■ Exercise set
[A] Answer each question from the essay on SAE chants and moral relativism, one per line:
(i) Whom does the author name in parentheses as someone caught on a cell phone video?
(ii) At which university did the SAE scandal take place?
(iii) According to the author, the SAE video is more a demonstration of what than of racism?
[B] List every scandal or controversy at Duke that the essay on SAE chants and moral relativism mentions.

Of SAE Chants, Moral Relativism, Town Halls and Moon Shots

Of SAE Chants, Moral
Relativism, Town Halls and Moon Shots


Leonard Zwelling

         It is not at all unusual these days to have embarrassing
behavior caught on a cell phone video. (Just ask old 47% Mitt Romney.) It is
equally likely that when the video comes to light on youtube, there is a great
deal of hand wringing and wonderment at how apparently logical people can act
so badly.

         When an individual does something stupid and it’s caught on
a cell phone, the responsibility for the stupidity is clear. But when groups do
stupid things, hurtful things, racist things, then it is not clear at all.

         The Duke lacrosse scandal demonstrated that the truth can be
difficult to ascertain. A rush to finding a racist basis to behavior that can
be explained by immaturity and the need for additional brain development among
privileged young men in college should be something the adults in the room
prevent. The President of Duke University did exactly the opposite and thus
precipitated a crisis in inadvertent and politically correct collusion with a
politician who used the incident to gain votes. The President of Duke, who is
still in that position, should have been relieved of his duties for poor
judgment then. Since that time a major scandal at the Duke School of Medicine
regarding the misuse of genetic data for clinical care decisions and the recent
flap about expanding the use of the Duke Chapel to include calls to Muslim
prayers should have been enough to finally rid Duke of its current leadership,
but alas, not yet.

         Bad group behavior is as likely to be due to moral
relativism, political correctness, and groupthink as it is to true evil. Now I
consider moral relativism (“everyone is doing it, why can’t I?”) and groupthink
true evil, but many disagree and the SAE scandal at the University of Oklahoma
makes the point.

         The video of the racist chanting by the brothers of SAE is
more a demonstration of followership than of racism, although the leaders of
the group surely were racists at heart. I suspect that many in the room were
simply following what others were doing (that’s why I believe moral relativism
to be evil). I would like to know if any SAE brothers walked out. I would like
the media to focus on them. Unlikely. Not as good a story.

         But they would be the real story.

[Saved entries]
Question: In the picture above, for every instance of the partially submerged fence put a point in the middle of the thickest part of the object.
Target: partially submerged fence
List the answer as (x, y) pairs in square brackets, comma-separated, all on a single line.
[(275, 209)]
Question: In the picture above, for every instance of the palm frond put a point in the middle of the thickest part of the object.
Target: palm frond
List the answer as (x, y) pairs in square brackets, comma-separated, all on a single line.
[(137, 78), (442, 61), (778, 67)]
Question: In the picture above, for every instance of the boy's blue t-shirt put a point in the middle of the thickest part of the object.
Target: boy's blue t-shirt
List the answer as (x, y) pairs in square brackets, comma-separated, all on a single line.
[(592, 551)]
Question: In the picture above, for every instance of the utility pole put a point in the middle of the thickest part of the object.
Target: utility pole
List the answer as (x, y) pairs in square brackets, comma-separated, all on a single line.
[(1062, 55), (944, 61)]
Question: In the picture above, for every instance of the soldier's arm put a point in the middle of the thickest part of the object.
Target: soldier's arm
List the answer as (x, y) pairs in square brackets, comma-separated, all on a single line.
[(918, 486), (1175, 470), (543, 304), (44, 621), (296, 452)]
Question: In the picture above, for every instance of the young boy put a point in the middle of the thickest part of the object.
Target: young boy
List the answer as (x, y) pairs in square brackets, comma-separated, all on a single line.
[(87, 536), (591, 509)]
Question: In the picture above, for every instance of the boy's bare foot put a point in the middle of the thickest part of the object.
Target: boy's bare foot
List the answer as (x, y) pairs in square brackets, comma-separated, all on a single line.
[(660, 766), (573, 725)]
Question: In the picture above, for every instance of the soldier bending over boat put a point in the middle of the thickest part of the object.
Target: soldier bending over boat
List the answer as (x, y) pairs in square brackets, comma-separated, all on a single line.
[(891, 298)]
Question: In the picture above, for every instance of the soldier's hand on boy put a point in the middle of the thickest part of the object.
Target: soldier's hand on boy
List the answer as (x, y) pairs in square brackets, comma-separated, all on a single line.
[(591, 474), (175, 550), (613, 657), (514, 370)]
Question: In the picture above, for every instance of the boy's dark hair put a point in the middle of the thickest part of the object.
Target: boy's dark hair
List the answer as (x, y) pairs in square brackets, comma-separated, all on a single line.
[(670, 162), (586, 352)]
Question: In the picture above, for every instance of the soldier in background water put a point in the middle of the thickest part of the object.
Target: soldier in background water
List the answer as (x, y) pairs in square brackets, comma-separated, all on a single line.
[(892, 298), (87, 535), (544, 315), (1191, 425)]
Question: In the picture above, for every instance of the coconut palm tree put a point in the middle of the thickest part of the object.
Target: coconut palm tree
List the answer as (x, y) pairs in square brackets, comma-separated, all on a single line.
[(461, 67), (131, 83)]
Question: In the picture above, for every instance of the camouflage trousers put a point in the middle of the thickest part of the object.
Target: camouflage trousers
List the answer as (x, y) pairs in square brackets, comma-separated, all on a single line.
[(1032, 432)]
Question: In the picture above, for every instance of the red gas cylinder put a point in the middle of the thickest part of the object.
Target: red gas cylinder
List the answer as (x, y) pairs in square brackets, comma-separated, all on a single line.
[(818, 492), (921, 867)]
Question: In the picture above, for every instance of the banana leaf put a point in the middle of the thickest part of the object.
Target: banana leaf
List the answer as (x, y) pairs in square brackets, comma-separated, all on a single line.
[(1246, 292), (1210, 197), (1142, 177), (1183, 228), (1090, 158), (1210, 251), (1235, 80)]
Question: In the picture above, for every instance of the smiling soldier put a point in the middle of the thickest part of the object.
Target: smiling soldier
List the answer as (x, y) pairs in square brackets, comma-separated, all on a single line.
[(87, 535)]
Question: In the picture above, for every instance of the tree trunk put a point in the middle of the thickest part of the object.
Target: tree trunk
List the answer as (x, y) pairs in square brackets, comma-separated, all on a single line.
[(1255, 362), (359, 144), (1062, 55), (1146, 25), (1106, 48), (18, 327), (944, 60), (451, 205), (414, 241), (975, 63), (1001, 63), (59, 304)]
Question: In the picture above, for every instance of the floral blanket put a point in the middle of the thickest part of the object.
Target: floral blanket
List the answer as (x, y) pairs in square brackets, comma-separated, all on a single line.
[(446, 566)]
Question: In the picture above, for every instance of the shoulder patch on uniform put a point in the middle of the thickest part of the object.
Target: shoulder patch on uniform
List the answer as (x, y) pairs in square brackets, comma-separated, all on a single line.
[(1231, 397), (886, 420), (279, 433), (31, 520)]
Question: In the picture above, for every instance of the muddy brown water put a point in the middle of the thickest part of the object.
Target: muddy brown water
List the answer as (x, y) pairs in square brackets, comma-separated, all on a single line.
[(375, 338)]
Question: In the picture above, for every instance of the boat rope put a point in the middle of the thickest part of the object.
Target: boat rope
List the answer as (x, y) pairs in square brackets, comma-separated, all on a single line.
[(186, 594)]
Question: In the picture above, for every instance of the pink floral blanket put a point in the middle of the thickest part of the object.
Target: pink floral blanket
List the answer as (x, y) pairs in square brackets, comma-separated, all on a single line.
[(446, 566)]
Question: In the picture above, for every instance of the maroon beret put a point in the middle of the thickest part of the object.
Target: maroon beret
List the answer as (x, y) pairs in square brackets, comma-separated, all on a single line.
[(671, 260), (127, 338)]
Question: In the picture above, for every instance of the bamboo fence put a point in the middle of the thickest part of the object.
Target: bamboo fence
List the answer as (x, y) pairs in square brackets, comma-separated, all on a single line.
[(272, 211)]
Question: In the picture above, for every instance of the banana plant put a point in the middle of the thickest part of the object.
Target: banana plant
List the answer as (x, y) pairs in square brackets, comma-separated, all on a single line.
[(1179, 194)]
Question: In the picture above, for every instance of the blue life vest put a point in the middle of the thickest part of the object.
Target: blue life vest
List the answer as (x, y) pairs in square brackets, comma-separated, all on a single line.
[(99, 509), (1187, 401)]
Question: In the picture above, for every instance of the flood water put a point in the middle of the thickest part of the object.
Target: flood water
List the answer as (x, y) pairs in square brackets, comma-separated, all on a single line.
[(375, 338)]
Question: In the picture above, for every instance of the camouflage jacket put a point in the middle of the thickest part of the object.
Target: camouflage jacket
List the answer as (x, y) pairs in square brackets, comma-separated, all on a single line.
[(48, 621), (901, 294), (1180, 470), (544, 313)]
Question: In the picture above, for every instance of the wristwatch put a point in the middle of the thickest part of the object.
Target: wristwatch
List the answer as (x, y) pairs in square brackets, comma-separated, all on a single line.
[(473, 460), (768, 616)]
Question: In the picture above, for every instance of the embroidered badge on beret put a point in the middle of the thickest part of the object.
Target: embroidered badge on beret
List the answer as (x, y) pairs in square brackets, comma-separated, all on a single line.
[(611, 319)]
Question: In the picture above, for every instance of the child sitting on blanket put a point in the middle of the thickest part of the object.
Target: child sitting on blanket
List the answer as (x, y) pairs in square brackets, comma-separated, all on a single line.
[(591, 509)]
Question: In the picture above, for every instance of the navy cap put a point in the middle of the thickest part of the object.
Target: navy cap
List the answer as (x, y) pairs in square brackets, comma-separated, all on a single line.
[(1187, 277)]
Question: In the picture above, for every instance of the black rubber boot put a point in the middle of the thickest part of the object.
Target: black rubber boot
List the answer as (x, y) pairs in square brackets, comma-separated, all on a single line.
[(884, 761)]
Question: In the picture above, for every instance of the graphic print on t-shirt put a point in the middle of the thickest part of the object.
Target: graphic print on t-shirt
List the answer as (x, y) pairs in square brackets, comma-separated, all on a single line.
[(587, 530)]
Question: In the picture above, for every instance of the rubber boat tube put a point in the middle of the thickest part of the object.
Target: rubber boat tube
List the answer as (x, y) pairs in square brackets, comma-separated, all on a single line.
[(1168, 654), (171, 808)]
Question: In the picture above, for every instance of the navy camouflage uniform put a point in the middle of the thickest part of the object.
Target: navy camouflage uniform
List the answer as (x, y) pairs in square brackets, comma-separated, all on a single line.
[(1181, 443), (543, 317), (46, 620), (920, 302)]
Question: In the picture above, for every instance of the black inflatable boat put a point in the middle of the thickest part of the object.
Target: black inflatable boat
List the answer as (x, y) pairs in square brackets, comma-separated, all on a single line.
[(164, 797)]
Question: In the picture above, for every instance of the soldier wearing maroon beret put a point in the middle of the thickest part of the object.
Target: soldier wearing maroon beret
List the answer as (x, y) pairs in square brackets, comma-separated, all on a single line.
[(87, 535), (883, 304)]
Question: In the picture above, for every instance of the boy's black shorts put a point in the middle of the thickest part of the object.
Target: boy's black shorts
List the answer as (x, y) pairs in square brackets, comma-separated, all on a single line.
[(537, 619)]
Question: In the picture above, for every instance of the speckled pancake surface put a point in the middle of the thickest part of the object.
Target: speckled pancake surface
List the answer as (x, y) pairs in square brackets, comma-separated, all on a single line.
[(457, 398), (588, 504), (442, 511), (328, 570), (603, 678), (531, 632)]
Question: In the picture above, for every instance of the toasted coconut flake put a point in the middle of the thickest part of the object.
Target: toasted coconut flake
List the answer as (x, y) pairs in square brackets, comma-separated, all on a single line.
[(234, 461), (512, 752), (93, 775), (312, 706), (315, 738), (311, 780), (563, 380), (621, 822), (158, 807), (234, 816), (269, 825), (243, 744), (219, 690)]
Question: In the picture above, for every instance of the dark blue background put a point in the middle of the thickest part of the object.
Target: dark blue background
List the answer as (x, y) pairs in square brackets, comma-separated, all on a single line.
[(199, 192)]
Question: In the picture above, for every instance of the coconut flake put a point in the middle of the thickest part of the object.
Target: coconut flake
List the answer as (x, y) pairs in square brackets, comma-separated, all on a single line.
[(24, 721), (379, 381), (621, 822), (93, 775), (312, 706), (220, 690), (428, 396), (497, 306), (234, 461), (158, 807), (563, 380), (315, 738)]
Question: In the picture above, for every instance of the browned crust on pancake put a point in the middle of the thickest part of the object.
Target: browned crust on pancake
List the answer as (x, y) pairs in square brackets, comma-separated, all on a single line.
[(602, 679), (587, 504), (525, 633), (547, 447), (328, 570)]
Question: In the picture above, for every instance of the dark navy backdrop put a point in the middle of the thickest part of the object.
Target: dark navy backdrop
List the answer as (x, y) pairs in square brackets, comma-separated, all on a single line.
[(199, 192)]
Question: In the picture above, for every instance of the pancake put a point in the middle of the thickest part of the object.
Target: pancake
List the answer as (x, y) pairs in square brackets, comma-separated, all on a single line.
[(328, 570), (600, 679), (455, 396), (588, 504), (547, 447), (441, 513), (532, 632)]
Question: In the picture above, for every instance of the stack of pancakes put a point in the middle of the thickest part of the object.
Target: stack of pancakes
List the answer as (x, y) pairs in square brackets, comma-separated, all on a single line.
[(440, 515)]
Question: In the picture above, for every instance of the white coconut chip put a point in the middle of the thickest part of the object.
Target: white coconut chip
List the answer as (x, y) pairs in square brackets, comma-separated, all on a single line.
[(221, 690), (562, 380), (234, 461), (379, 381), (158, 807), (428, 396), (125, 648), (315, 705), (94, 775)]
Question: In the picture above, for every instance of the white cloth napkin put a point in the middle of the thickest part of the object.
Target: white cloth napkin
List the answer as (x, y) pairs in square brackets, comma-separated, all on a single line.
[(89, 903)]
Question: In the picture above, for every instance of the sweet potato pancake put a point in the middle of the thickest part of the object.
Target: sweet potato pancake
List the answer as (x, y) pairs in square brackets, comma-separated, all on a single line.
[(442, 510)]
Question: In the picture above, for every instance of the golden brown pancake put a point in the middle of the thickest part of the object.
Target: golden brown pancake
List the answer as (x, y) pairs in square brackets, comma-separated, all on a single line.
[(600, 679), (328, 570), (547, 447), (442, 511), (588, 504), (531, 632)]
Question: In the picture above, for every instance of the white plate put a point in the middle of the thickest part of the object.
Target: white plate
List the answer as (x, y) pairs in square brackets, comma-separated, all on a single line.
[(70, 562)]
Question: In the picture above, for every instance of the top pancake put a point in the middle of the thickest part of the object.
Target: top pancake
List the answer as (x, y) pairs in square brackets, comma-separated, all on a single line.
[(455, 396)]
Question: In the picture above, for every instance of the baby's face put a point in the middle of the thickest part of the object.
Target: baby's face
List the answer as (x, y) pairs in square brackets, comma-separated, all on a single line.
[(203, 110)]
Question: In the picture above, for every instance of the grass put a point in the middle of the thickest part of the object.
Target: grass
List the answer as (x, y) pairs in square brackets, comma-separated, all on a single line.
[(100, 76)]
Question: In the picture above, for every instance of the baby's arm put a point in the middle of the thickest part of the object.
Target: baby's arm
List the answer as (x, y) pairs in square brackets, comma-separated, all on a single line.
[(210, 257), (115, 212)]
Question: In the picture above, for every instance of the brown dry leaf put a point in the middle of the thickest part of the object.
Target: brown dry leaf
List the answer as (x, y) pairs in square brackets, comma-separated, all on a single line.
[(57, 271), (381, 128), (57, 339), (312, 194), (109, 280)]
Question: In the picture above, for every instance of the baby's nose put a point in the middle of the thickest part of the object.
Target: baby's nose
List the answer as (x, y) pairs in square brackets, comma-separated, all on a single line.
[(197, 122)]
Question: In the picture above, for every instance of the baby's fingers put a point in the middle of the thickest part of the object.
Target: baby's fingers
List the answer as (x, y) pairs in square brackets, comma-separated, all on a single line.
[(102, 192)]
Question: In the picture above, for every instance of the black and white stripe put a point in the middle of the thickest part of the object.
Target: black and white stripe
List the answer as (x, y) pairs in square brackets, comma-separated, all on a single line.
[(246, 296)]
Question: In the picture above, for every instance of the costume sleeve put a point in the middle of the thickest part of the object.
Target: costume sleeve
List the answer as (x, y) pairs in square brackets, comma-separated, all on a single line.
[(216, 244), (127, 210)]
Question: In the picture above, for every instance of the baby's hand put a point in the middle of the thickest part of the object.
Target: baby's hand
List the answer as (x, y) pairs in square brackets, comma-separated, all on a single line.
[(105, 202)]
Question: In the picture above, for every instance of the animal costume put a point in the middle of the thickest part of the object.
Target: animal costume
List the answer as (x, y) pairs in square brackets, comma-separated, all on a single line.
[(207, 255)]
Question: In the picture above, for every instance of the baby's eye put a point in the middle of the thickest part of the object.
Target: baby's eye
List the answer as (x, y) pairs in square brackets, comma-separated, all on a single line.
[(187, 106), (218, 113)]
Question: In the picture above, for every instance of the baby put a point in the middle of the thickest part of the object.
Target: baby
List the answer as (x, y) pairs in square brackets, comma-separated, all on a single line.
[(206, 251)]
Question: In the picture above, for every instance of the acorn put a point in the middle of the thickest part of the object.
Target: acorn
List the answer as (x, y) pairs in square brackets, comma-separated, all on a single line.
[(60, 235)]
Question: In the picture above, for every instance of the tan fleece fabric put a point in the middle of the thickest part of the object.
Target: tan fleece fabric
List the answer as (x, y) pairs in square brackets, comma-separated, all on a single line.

■ Responses by item number
[A]
(i) Mitt Romney ("old 47% Mitt Romney")
(ii) The University of Oklahoma
(iii) Followership

[B]
- The Duke lacrosse scandal
- The scandal at the Duke School of Medicine over the misuse of genetic data for clinical care decisions
- The flap about expanding the use of the Duke Chapel to include calls to Muslim prayers